> _TRAVAIL À FAIRE_:
A. Dites si chacune de ces affirmations est conforme au texte sur le Moulin à café, en répondant par oui ou par non et en citant mot pour mot les mots du texte qui tranchent : (i) le projet de café associatif a démarré en 2004 ; (ii) la Mairie a soutenu le projet dès le départ ; (iii) le jour de l’ouverture, le café disposait d’une cafetière filtre.
B. Continuez le texte sur le Moulin à café après sa dernière phrase.
═════ PASSAGE CHOISI ═════
Culture, restauration et écologie font bon ménage au Moulin à café
La scène se déroule par une chaude fin d’après-midi de juillet, sur une place piétonne aux abords d’un jardin partagé, en plein cœur du 14ème arrondissement parisien. Un jeune garçon chausse ses rollers, deux dames âgées jouent au scrabble sur la terrasse pendant qu’une employée du Moulin à café arrive avec ses deux enfants. L’endroit est calme mais vivant et intergénérationnel ! Bienvenue au Moulin à café : lieu associatif, créateur de lien social et de bonne humeur au cœur du quartier Pernety. Une initiative qui relève pleinement de l’ESS !
Une initiative imaginée par les habitants du quartier
Si l’aventure commence dès 2004 avec la création d’un groupe de travail « café associatif » au sein de l’association locale Urbanisme et démocratie, le projet peine à convaincre la Mairie et le bailleur social du bâtiment qui pourrait l’abriter. Il faudra attendre 2006 et l’inauguration par Bertrand Delanoë, alors maire de Paris, de la ZAC Didot, lieu d’implantation supposée pour le café, alors vaste terrain vague rempli de palissades et de cabanes de chantier, pour qu’un chargé de mission municipal demande si le café est prêt à ouvrir à cette occasion. « On a posé deux tréteaux, un plan de travail et une cafetière filtre dessus et nous avons déclaré ouvert premier café associatif du 14e arrondissement » se souvient Frédéric Vuillod, Président et co-fondateur du Moulin à café.
═════ LISTE AFFICHÉE ═════
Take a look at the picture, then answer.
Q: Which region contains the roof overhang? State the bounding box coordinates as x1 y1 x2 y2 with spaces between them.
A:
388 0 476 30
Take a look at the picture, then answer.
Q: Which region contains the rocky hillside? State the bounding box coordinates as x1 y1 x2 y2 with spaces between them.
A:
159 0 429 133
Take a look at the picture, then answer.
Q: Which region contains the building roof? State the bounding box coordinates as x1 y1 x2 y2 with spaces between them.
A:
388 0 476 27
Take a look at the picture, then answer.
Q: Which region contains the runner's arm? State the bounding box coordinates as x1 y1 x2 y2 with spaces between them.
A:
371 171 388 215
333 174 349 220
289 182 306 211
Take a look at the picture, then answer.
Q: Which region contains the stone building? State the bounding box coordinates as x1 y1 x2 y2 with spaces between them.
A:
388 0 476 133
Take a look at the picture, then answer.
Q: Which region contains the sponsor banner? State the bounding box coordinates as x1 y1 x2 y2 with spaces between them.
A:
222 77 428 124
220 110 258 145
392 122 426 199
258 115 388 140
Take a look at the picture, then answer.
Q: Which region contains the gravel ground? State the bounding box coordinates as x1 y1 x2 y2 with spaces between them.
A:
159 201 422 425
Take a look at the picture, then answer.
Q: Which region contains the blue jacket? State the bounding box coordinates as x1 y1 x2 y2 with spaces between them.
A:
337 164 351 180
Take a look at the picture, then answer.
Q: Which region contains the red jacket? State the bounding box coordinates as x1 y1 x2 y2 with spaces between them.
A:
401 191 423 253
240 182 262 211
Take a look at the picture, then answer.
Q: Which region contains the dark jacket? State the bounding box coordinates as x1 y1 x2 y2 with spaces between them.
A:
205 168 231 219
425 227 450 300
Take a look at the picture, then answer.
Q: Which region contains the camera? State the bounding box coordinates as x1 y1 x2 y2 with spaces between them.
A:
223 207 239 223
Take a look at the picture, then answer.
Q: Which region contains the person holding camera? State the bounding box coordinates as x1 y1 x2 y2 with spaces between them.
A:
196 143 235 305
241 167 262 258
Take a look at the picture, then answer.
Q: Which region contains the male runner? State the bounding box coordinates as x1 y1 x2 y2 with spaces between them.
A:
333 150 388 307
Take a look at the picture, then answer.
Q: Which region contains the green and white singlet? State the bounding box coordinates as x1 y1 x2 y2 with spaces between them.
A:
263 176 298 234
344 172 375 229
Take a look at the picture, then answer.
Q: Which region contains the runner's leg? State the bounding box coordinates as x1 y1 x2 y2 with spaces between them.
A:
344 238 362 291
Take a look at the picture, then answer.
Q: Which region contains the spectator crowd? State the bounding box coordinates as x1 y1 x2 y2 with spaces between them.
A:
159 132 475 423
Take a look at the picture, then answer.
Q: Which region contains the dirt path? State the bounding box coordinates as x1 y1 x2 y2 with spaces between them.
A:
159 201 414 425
═════
> _RÉSULTATS OBTENUS_:
A.
(i) Oui : « l’aventure commence dès 2004 ».
(ii) Non : « le projet peine à convaincre la Mairie et le bailleur social du bâtiment qui pourrait l’abriter ».
(iii) Oui : « On a posé deux tréteaux, un plan de travail et une cafetière filtre dessus ».

B.
La visite est un succès qui attire journalistes et habitants. L’attrait pour le lieu est palpable, c’est pourquoi les fondateurs lancent un appel à dons de matériel d’occasion pour meubler le café et pour que les habitants puissent se l’approprier. Aujourd’hui encore, le Moulin à café fonctionne en grande partie avec des meubles d’origine et du matériel récupéré auprès des habitants et usagers du lieu.
L’objectif est de créer un lieu géré par les habitants du quartier, dans lequel ces derniers peuvent se retrouver, échanger, se rencontrer et faire des choses ensemble. Ouvert à toutes et tous de manière inconditionnelle, on peut s’y asseoir sans obligation de consommer, y jouer du piano, bouquiner, discuter, jouer à des jeux de société, se restaurer… Une programmation culturelle, l’organisation d’ateliers couture et DIY et une parcelle de jardin partagé à cultiver viennent compléter les activités proposées. Un vrai café solidaire et participatif !
Culture restauration au cœur du projet
Pour atteindre ses objectifs, le Moulin à café définit deux axes forts : l’alimentation d’une part, avec son activité de café-restaurant, car « c’est autour d’un bon repas que se crée la convivialité » et la culture d’autre part, qui permet aux usagers de se rencontrer. Ainsi, on peut profiter d’un repas (dont une partie des produits sont bio ou locaux) pour moins de 10€ et assister aux concerts, soirées théâtre ou projections-débat – toujours gratuites - mises en place par la commission ‘animation culture’ du café.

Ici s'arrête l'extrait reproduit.